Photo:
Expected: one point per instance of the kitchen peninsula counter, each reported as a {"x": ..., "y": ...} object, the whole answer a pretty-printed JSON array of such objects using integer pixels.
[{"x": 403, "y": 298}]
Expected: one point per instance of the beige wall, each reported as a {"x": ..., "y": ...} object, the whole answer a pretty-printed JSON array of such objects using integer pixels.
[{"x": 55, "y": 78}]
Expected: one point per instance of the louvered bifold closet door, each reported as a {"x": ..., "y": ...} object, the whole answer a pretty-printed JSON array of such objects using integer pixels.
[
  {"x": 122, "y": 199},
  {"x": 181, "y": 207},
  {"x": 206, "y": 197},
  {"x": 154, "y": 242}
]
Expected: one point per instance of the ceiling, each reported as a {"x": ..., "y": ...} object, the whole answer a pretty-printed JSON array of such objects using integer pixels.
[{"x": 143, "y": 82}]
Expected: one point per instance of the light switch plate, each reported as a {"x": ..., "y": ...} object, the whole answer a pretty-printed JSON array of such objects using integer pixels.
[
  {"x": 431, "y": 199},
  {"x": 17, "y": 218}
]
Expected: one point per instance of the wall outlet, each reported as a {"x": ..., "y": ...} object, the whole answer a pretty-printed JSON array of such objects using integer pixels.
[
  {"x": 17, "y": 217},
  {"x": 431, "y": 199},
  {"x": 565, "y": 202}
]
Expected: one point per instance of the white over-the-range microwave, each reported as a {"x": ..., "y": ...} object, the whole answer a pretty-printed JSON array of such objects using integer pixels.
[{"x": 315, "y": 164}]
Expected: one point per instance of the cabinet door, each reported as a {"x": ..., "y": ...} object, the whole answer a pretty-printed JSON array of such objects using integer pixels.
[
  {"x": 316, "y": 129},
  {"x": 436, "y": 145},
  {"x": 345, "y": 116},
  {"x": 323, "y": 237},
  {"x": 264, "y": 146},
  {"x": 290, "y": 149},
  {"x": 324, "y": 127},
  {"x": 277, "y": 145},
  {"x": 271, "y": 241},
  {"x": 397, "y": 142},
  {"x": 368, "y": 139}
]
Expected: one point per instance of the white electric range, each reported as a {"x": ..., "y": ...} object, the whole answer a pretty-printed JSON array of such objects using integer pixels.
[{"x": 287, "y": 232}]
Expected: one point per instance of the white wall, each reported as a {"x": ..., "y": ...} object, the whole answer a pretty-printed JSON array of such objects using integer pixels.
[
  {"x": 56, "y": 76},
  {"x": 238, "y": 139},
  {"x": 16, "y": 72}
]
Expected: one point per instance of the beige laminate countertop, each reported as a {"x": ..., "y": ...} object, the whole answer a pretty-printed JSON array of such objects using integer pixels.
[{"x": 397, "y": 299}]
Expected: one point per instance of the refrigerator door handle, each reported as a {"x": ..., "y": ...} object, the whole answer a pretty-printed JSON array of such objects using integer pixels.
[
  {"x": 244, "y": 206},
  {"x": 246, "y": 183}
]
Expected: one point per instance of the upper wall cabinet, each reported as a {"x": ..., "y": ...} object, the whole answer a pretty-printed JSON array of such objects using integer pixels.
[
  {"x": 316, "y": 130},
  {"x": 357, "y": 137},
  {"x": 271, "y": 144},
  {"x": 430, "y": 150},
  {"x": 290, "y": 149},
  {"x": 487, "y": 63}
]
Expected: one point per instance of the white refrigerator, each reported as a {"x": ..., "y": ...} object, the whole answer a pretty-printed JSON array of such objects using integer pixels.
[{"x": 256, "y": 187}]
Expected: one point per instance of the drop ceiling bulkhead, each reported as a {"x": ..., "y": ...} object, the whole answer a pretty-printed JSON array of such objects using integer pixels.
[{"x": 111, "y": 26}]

__Stated goal__
Return what is listed above, exactly and completely.

__Reply to the exercise__
Photo:
Expected: one point per instance of the kitchen peninsula counter, each reported as a {"x": ..., "y": ...} object, the whole answer a pretty-printed JSON array of such objects using integer pixels.
[{"x": 403, "y": 298}]
Expected: one point per instance of the beige wall, each reported as a {"x": ..., "y": ...} object, the whole answer a pretty-printed JSON array of such objects using integer pixels.
[{"x": 55, "y": 78}]
Expected: one point per instance of the louvered bifold closet door, each reported as a {"x": ..., "y": ...} object, the whole answer a pretty-printed JSON array of such objects using integer pixels.
[
  {"x": 122, "y": 199},
  {"x": 181, "y": 207},
  {"x": 206, "y": 197},
  {"x": 154, "y": 242}
]
Expected: one point per instance of the ceiling, each reported as a {"x": ..., "y": ...} object, the whole answer a pretty-printed JSON array of such objects using integer pixels.
[{"x": 143, "y": 82}]
Expected: one point per instance of the light switch plate, each reported as a {"x": ..., "y": ...} object, the whole answer a pretty-printed JSON array of such objects using integer pixels.
[
  {"x": 431, "y": 199},
  {"x": 17, "y": 218}
]
Expected: one point per instance of the wall outlet, each reported as a {"x": ..., "y": ...} object, the whole answer a pretty-printed JSON array of such objects using integer pixels.
[
  {"x": 17, "y": 217},
  {"x": 431, "y": 199},
  {"x": 565, "y": 202}
]
Expected: one point per instance of the white over-the-range microwave, each reported as a {"x": ..., "y": ...} object, the whole answer a pretty-printed JSON array of such objects using integer pixels.
[{"x": 315, "y": 164}]
Expected: one point per instance of the cabinet door, each reported as a {"x": ..., "y": ...} object, the whole answer a pretty-printed JSON array of such objects using integer pixels.
[
  {"x": 316, "y": 129},
  {"x": 436, "y": 145},
  {"x": 345, "y": 116},
  {"x": 323, "y": 237},
  {"x": 264, "y": 146},
  {"x": 290, "y": 149},
  {"x": 324, "y": 127},
  {"x": 277, "y": 145},
  {"x": 271, "y": 241},
  {"x": 397, "y": 142},
  {"x": 368, "y": 139}
]
Expected: one point per instance of the white electric range, each reported as a {"x": ..., "y": ...} object, the whole answer a pretty-printed JSON array of such objects using integer pixels.
[{"x": 287, "y": 232}]
Expected: one point per instance of the white wall, each reported as a {"x": ..., "y": ...} object, the whole answer a pretty-printed JSON array of such objects using integer pixels.
[
  {"x": 56, "y": 76},
  {"x": 238, "y": 139},
  {"x": 16, "y": 72}
]
Expected: one point per instance of the beige laminate countertop, each reported as a {"x": ..., "y": ...} object, the whole answer a pretty-printed JSON array of such objects using integer pixels.
[{"x": 397, "y": 299}]
Expected: one point per instance of the refrigerator door handle, each reported as a {"x": ..., "y": ...} object, the whole answer a pretty-printed JSON array of such objects using integer pixels.
[
  {"x": 244, "y": 206},
  {"x": 246, "y": 183}
]
Expected: one point per instance of the upper wall cabinet, each reported as a {"x": ..., "y": ...} object, the whole answer a pretty-printed JSON array of such objects using integer pixels.
[
  {"x": 316, "y": 130},
  {"x": 357, "y": 137},
  {"x": 271, "y": 144},
  {"x": 430, "y": 150},
  {"x": 290, "y": 149},
  {"x": 487, "y": 63}
]
Expected: one point per instance of the white refrigerator, each reported as a {"x": ..., "y": ...} object, the whole answer a pretty-printed JSON array of such objects using integer pixels.
[{"x": 256, "y": 187}]
Expected: one point per instance of the drop ceiling bulkhead, each reported as a {"x": ..., "y": ...} object, the whole answer a pretty-printed JSON array of such objects using integer pixels.
[{"x": 111, "y": 26}]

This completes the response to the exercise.